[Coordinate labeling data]

────────

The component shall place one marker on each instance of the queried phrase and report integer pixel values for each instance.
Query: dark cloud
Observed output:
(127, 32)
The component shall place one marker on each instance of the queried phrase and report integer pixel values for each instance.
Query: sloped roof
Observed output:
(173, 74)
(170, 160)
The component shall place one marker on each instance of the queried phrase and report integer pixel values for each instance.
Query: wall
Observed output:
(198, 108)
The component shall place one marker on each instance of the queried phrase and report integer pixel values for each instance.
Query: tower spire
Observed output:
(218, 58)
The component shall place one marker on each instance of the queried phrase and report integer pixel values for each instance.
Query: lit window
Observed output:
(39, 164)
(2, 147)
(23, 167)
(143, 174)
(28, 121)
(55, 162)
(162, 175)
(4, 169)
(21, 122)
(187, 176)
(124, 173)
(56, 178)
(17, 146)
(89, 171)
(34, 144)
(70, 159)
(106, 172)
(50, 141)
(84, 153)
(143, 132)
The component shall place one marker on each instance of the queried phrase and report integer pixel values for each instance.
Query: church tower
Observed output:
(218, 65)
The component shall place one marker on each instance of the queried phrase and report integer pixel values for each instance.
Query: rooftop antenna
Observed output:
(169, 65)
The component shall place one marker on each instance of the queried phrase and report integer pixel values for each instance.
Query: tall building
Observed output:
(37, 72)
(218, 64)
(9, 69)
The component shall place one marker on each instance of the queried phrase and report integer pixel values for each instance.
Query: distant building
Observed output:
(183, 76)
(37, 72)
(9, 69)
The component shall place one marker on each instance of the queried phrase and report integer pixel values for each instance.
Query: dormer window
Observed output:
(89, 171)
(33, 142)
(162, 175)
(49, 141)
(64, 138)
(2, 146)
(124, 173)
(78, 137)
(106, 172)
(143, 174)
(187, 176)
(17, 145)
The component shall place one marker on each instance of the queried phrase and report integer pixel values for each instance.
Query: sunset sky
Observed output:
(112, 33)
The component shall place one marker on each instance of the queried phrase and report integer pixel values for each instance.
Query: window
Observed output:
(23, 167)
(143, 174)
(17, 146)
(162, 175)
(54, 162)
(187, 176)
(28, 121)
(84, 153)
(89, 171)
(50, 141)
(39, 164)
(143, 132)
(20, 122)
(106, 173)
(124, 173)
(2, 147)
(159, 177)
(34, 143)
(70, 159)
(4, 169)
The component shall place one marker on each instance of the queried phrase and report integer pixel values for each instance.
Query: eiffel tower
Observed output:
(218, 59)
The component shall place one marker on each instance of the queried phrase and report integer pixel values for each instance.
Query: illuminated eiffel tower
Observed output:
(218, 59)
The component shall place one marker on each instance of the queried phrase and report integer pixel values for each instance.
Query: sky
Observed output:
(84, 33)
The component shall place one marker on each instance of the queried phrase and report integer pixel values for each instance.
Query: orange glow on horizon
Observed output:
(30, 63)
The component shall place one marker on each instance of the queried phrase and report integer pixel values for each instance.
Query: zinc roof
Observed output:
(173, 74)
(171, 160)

────────

Retype all of the material, keeping each line exact.

COMPLETE ANSWER
The component shall place one marker on each instance of the queried phrase and report integer pixel values for each instance.
Query: dark cloud
Observed output:
(127, 32)
The component shall place one marker on each instance of the queried phrase and report integer pixel values for each instance.
Query: sloped roof
Observed output:
(173, 74)
(170, 160)
The component shall place one marker on each instance of the queried phrase and report integer pixel values for each instance.
Query: wall
Observed output:
(198, 108)
The component shall place one marker on each instance of the queried phrase and report integer pixel values for each instance.
Query: tower spire
Observed output:
(218, 58)
The component shall place one marker on each instance of the queried phrase and report integer pixel values for each instance.
Query: lit window
Observed output:
(39, 164)
(2, 147)
(23, 167)
(143, 174)
(28, 121)
(55, 162)
(162, 175)
(4, 169)
(21, 122)
(187, 176)
(124, 173)
(56, 178)
(17, 146)
(89, 171)
(34, 144)
(70, 159)
(106, 172)
(50, 141)
(84, 153)
(143, 132)
The component shall place one marker on each instance of the queried phrase and report integer pixel values for each instance.
Query: church tower
Observed output:
(218, 65)
The component shall place one marker on each instance of the queried phrase and report integer pixel values for each instance.
Query: rooftop antenna
Observed output:
(169, 65)
The component shall place one marker on each instance of the queried phrase and report integer pixel values for each instance.
Query: tall building
Observed output:
(37, 72)
(218, 64)
(9, 69)
The component shall place one marker on each instance of the queried phrase and report integer pixel values for each instance.
Query: distant building
Observed output:
(183, 76)
(37, 72)
(9, 69)
The component shall place one marker on each instance of the queried phrase and report integer pixel values for each instance.
Query: dormer window
Observed output:
(89, 171)
(33, 142)
(162, 175)
(49, 141)
(64, 138)
(2, 146)
(124, 173)
(78, 137)
(106, 172)
(143, 174)
(187, 176)
(17, 145)
The component shall place one marker on each instance of the queried phrase and report integer pixel values for each instance.
Query: sunset sky
Observed output:
(112, 33)
The component shall place one marker on each instance of the queried phrase and report integer pixel values for each instance.
Query: window
Observed output:
(23, 167)
(143, 174)
(17, 146)
(162, 175)
(54, 162)
(187, 176)
(28, 121)
(84, 153)
(89, 171)
(50, 141)
(39, 164)
(143, 132)
(20, 122)
(106, 173)
(124, 173)
(2, 147)
(159, 177)
(34, 143)
(70, 159)
(4, 169)
The component shall place one marker on each instance of the queried phrase and report integer pixel values for each instance.
Query: eiffel tower
Observed output:
(218, 59)
The component shall place one marker on each instance of the queried phrase and report integer pixel values for each instance.
Query: illuminated eiffel tower
Observed output:
(218, 59)
The component shall place one marker on each instance of the queried phrase and report integer pixel values for each instance.
Query: sky
Observed output:
(84, 33)
The component shall place one marker on each instance of the queried phrase and report integer pixel values for each instance.
Query: orange glow on horizon
Observed output:
(30, 63)
The component shall place one marker on each instance of the queried phrase and report integer pixel values for each instance.
Query: zinc roof
Observed output:
(173, 74)
(171, 160)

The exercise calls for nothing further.